* [Zu erledigen]:
- A) Was legte sich laut dem Text über die Skelettfrau auf ihre Knochen, je länger sie sang?
- B) Knüpfe an den letzten Satz des Textes über die Skelettfrau an und schreibe ihn weiter.

━━ Dokumenttext

Sie trank und trank, bis ihr Durst gestillt war, und dann ergriff sie das Herz des Mannes. das ebenmäßig und ruhig in seiner Brust klopfte. Sie ergriff das Herz, trommelte mit ihren kalten Knochenhänden darauf und sang ein Lied dazu.

„Oh, Fleisch, Fleisch, Fleisch“, sang die Skelettfrau. „Oh, Haut, Haut, Haut.“ Und je länger sie sang, desto mehr Fleisch und Haut legte sich auf ihre Knochen. Sie sang für alles, was ihr Körper brauchte, für einen dichten Haarschopf und kohlschwarze Augen, eine gute Nase und feine Ohren, für breite Hüften, starke Hände, viele Fettpolster überall und warme, große Brüste. Und als sie damit fertig war, sang sie die Kleider des Mannes von seinem Leib und kroch zu ihm unter die Decke. Sie gab ihm die mächtige Trommel seines Herzens zurück und schmiegte sich an ihn, Haut an lebendige Haut. So erwachten die beiden, eng umschlungen. Fest aneinander geklammert. Die Leute sagen, dass die beiden von diesem Tag an nie Mangel leiden mussten, weil sie von den Freunden der Frau im Wasser, den Geschöpfen des Meeres. ernährt und beschützt wurden. So sagt man bei uns, und viele unserer Leute glauben es heute noch.

━━━━
━━ Zu prüfende Daten

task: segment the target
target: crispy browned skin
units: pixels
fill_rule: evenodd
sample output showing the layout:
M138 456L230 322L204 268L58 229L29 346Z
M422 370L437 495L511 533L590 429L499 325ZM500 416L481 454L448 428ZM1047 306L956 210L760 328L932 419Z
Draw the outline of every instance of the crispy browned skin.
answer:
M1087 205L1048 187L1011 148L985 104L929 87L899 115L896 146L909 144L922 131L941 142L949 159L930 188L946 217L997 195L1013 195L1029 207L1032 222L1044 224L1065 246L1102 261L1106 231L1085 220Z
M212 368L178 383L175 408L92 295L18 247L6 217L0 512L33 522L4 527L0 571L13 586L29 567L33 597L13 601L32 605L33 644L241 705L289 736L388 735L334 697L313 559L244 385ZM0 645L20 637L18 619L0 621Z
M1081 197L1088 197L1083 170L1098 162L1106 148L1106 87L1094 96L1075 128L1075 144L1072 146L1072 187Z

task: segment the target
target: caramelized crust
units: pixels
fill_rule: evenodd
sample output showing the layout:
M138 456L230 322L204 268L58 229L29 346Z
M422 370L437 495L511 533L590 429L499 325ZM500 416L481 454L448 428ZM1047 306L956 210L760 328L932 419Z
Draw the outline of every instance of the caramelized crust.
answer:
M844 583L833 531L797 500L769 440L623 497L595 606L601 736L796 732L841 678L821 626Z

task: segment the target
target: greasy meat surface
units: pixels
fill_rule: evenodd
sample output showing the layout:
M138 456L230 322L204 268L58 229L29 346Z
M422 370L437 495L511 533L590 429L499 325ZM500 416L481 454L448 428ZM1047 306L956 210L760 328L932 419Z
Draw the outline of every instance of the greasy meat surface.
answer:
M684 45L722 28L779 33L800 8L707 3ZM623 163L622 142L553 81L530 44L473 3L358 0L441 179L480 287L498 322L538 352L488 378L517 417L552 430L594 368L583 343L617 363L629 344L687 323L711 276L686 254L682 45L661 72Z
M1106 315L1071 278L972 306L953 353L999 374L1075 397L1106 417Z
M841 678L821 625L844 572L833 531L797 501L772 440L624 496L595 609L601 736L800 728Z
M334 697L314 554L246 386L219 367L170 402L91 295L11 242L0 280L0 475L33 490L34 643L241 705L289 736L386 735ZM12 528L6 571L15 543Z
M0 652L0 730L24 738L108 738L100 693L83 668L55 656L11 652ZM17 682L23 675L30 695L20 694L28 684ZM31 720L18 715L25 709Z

━━━━

* [Ergebnisse in Reihenfolge]:
- A) Fleisch und Haut.

- B)
Dieser junge Fischer hält sich nicht an die üblichen Regeln und was schon immer so gemacht wird. Manchmal tut man etwas unbewusst, man kann aber auch ganz bewusst mal etwas ausprobieren, anders tun, für das Ende von Blockaden sorgen, die ein Leben lang ansonsten existent sein können.

Kein Zufall, was der junge Fischer da an Land zieht. Es ist ein skelletiertes Weibliches. Was einst so voller Lebenssaft und Freude war, hat nicht einmal mehr Augen, keine Haut mehr, nur noch Knochen.

Es ist so wie im Leben der Menschen: Der Tod hat sich vom Leben getrennt, beide existieren für sich, beide haben nichts mehr voneinander mit der Folge, dass ein Teil im Grunde gar nicht mehr existiert, der andere aber panisch reagiert, wenn etwas Unvorhergesehenes geschieht (wo doch, wie sich herausstellt, Leben einziehen will). Wie wehrt er sich, sich nicht ändern zu müssen, alles beim Alten bleiben zu lassen.

Gut, dass das Skelett nicht wirklich tot ist.

Jene Teile in uns, die sich von uns getrennt haben und kein Leben mehr haben, sind nicht wirklich tot. Auch der Gralskönig ist nicht wirklich tot, nur todkrank und die sogenannte Mitleidsfrage des Parzival kann ihn von der tödlichen Krankheit erlösen.

Mitfühlen ist notwendig, denn ohne es zu wissen, fühlen wir mit etwas Wichtigem in uns selbst mit. Parzival erlöst im Grunde mit seiner einfachen Frage: „Oheim, was ist mit Dir?“ seine alte Natur, die überholt ist, todkrank. Sie darf gehen.

Auch der junge Fischer hat ein Herz, das fühlt

Etwas Neues darf entstehen. Wir wissen es: das Weibliche wird wieder singen. Diese Töne werden die Welt der beiden verändern.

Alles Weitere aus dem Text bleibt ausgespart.